(Image-grounded pointing data)
>>>

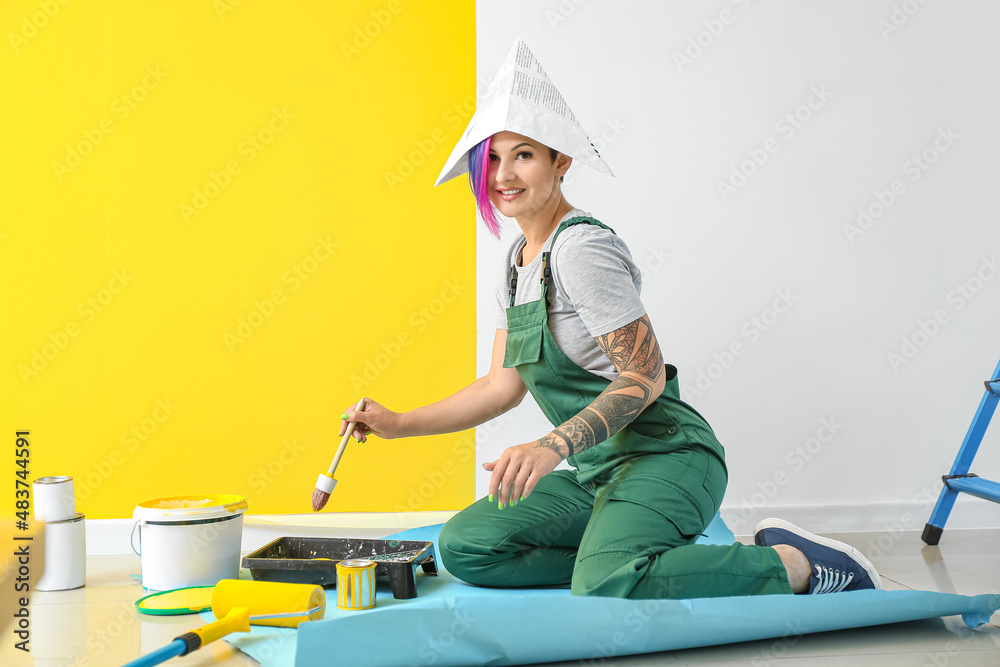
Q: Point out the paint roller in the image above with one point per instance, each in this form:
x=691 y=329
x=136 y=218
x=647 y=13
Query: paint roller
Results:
x=326 y=483
x=238 y=604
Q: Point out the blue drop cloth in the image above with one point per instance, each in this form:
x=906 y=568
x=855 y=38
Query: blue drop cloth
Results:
x=452 y=623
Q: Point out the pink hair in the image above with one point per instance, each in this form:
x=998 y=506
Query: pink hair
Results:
x=479 y=175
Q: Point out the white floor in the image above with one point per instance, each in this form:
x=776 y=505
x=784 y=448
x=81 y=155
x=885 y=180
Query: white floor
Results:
x=97 y=625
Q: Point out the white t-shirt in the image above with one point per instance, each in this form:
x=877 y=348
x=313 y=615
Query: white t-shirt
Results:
x=594 y=290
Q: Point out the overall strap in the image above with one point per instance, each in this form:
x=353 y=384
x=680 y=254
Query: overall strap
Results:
x=546 y=269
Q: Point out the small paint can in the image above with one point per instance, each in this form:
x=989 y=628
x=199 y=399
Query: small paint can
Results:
x=53 y=498
x=65 y=555
x=355 y=584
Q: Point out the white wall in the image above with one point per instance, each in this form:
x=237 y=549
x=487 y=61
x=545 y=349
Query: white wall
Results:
x=672 y=131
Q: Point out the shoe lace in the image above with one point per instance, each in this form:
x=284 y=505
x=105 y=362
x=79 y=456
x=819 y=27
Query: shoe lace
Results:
x=829 y=580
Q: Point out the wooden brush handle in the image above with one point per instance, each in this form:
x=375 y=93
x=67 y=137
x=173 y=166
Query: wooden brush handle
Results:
x=343 y=441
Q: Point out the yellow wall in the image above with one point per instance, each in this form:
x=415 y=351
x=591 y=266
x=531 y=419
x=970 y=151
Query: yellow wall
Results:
x=219 y=230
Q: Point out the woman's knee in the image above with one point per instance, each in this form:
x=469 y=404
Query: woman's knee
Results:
x=466 y=544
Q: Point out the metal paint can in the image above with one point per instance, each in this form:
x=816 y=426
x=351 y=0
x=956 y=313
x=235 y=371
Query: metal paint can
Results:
x=355 y=584
x=53 y=498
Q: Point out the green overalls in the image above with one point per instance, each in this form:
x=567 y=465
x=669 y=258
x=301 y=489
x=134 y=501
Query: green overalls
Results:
x=624 y=523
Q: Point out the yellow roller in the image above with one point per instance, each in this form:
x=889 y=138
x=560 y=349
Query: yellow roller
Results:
x=270 y=602
x=237 y=604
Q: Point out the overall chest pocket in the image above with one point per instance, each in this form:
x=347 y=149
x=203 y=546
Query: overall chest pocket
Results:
x=525 y=328
x=524 y=345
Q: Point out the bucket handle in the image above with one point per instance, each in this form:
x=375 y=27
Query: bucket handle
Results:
x=131 y=539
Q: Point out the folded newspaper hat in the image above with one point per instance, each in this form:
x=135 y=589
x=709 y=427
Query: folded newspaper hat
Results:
x=522 y=99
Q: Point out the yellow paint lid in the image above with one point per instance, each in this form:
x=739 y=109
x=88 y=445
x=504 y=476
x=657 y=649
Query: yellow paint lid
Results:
x=190 y=508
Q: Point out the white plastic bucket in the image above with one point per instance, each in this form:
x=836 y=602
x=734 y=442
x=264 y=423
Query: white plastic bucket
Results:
x=189 y=540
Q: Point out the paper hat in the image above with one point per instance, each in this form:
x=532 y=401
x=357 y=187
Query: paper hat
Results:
x=522 y=99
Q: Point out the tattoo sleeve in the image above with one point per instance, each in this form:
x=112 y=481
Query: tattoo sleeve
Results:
x=636 y=355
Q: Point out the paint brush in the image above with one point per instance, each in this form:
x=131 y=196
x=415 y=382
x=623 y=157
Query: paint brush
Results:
x=326 y=483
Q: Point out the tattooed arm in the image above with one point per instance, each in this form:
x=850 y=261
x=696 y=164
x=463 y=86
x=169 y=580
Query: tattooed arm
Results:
x=636 y=355
x=641 y=375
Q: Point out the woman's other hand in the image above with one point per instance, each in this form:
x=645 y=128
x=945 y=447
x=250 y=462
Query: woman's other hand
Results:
x=518 y=470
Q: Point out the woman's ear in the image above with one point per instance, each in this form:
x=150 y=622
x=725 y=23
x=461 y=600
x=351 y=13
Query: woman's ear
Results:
x=563 y=163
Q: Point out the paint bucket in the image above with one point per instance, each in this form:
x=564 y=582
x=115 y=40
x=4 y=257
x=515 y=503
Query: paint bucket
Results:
x=355 y=584
x=189 y=540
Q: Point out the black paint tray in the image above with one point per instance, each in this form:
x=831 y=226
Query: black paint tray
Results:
x=294 y=560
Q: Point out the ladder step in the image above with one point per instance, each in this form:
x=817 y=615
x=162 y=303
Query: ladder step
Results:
x=976 y=486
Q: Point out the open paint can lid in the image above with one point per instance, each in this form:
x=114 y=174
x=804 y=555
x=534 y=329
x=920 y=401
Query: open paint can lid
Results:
x=189 y=508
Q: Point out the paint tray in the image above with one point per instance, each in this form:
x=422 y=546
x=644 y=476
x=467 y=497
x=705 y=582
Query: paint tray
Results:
x=296 y=560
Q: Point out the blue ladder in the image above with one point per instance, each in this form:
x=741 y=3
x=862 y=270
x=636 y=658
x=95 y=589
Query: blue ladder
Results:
x=960 y=480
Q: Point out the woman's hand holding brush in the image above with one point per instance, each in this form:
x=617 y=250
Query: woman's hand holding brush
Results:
x=372 y=419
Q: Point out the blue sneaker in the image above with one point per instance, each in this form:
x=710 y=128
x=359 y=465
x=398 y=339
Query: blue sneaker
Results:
x=834 y=566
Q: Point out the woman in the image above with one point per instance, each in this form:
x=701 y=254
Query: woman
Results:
x=649 y=472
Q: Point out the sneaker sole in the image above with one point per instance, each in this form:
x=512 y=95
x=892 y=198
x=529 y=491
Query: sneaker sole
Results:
x=825 y=541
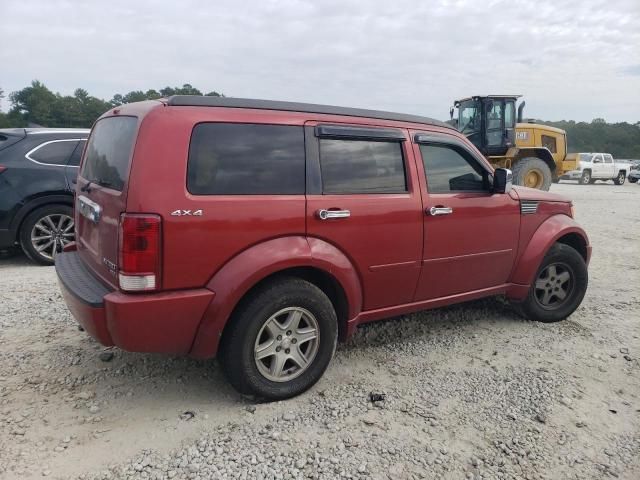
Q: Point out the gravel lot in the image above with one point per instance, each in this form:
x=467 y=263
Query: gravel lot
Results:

<<<

What you have to do:
Restate all entries exactly; pictures stay out.

Answer to this task:
Q: Point out the paint roller in the image above with one point per instance, each in this form:
x=691 y=329
x=136 y=218
x=647 y=13
Query: paint roller
Results:
x=326 y=483
x=238 y=604
Q: Point out the blue drop cloth in the image above with one point per instance, each in this form:
x=906 y=568
x=855 y=38
Query: blue drop cloth
Results:
x=452 y=623
Q: Point out the pink hair in the image above with one point per instance, each in this form:
x=998 y=506
Query: pink hair
Results:
x=479 y=175
Q: Point out the white floor in the image above with one point per instance, each in this form:
x=776 y=505
x=784 y=448
x=81 y=155
x=885 y=180
Query: white floor
Results:
x=97 y=625
Q: Point out the white t-shirt in the image above with one point per instance, each in this form:
x=877 y=348
x=313 y=615
Query: white t-shirt
Results:
x=594 y=290
Q: Point out the overall strap in the image above with one point per instance, each in this form:
x=353 y=384
x=680 y=254
Query: overall strap
Results:
x=546 y=269
Q: Point out the small paint can in the image above with one point per instance, each in this form:
x=989 y=628
x=199 y=399
Query: small paint can
Results:
x=53 y=498
x=65 y=555
x=355 y=584
Q: Point out the white wall in the image above with one point per instance, each in this form:
x=237 y=549
x=487 y=61
x=545 y=349
Query: white wall
Results:
x=672 y=131
Q: Point out the shoe lace in the image above with one point per instance, each in this form:
x=284 y=505
x=105 y=362
x=79 y=456
x=819 y=27
Query: shoe lace
Results:
x=829 y=580
Q: Point out the wooden brush handle in the image above with one point per instance, each in this form:
x=375 y=93
x=67 y=137
x=173 y=166
Query: wooden brush handle
Results:
x=343 y=441
Q: Point out the yellow wall in the image above with one point per instance, each in this form:
x=415 y=351
x=591 y=266
x=531 y=419
x=970 y=151
Query: yellow wall
Results:
x=219 y=230
Q: Point out the woman's knee in the image above with one point per instance, each in this form:
x=469 y=404
Query: woman's knee
Results:
x=466 y=544
Q: Point out the metal paint can in the image above with one point per instance, each in this form:
x=816 y=426
x=351 y=0
x=956 y=313
x=235 y=371
Query: metal paint can
Results:
x=355 y=584
x=53 y=498
Q: Point out the green overalls in the image above with one point per instance, each in this form:
x=567 y=465
x=669 y=258
x=301 y=489
x=134 y=501
Query: green overalls
Results:
x=624 y=523
Q: Point out the yellow roller in the image above with one point per instance, each in this form:
x=889 y=138
x=560 y=349
Query: yellow roller
Results:
x=270 y=602
x=237 y=604
Q: Point out the overall chest pocket in the image above with one point per instance, each in this form:
x=347 y=149
x=203 y=546
Query: overall chest pocket
Results:
x=525 y=328
x=524 y=345
Q: Point out the bucket handle in the image above with one point per instance, each in this form:
x=375 y=27
Query: bucket handle
Results:
x=131 y=539
Q: Point out the folded newspaper hat in the image above with one point per instance, each in this form:
x=135 y=589
x=709 y=427
Query: folded newspaper hat
Results:
x=522 y=99
Q: Point out the yellow paint lid in the image above with one point per instance, each in this form:
x=739 y=109
x=88 y=445
x=504 y=476
x=657 y=649
Query: yellow paint lid
Results:
x=190 y=508
Q: Point out the white plastic bucket in the image above with one point per instance, each in this form:
x=836 y=602
x=734 y=442
x=264 y=423
Query: white plastic bucket
Results:
x=189 y=540
Q: Point out the paper hat in the image above with one point per instance, each in this form:
x=532 y=401
x=357 y=187
Query: paper hat
Results:
x=522 y=99
Q: Point out the tattoo sleeve in the image above with one point per instance, each in this form:
x=112 y=481
Query: tattoo sleeve
Results:
x=636 y=355
Q: Point out the paint brush in the image above with one point per instance, each in this form:
x=131 y=196
x=415 y=382
x=623 y=157
Query: paint brush
Results:
x=326 y=483
Q: Point out the tattooed arm in the image above with one point per instance, each in this form:
x=850 y=261
x=696 y=164
x=463 y=86
x=169 y=580
Query: tattooed arm
Results:
x=636 y=355
x=641 y=375
Q: Point out the woman's other hand in the image above with one point per instance, each in this form:
x=645 y=128
x=945 y=447
x=250 y=462
Query: woman's other hand
Results:
x=518 y=470
Q: Point out the woman's ear in the image above with one point per instance, each in this form:
x=150 y=622
x=725 y=23
x=461 y=600
x=351 y=13
Query: woman's ear
Results:
x=563 y=163
Q: Point out the paint bucket in the image above with one point per instance, each in this form:
x=564 y=582
x=115 y=40
x=4 y=257
x=515 y=503
Query: paint bucket
Results:
x=355 y=584
x=189 y=540
Q: Point out the black paint tray in the image above with one point per instance, each in this form:
x=831 y=226
Query: black paint tray
Results:
x=294 y=560
Q: Point out the ladder step in the image above with one point per instance, each in this form:
x=817 y=615
x=162 y=303
Query: ladder step
Results:
x=976 y=486
Q: Point out the open paint can lid in the image above with one point per instance, each in this form:
x=114 y=174
x=804 y=555
x=534 y=329
x=920 y=401
Query: open paint can lid
Results:
x=189 y=508
Q: Point out the paint tray in the image above with one point per instance, each in this form:
x=422 y=546
x=644 y=476
x=467 y=497
x=705 y=582
Query: paint tray
Results:
x=296 y=560
Q: Point out the blue ladder in the image above with one point per instance, each in this form:
x=741 y=3
x=862 y=270
x=636 y=658
x=95 y=589
Query: blue ladder
Results:
x=960 y=480
Q: Point out the woman's hand holding brush in the image above with one point per instance, each in this form:
x=617 y=250
Query: woman's hand holding brush
Results:
x=372 y=419
Q: Point out the blue sneaker in the image above with one point per instance, each in this form:
x=710 y=128
x=359 y=465
x=398 y=339
Query: blue sneaker
Results:
x=834 y=566
Q: Point out the woman in the image above with one point per instance, each in this form:
x=701 y=254
Query: woman
Results:
x=649 y=472
Q: Point out the sneaker sole in the image above with one point per instance, each in this form:
x=512 y=95
x=892 y=198
x=529 y=491
Query: sneaker sole
Results:
x=825 y=541
Q: Point out the gravel lot in the image above with one point per instance, each in this form:
x=467 y=263
Query: gravel lot
Results:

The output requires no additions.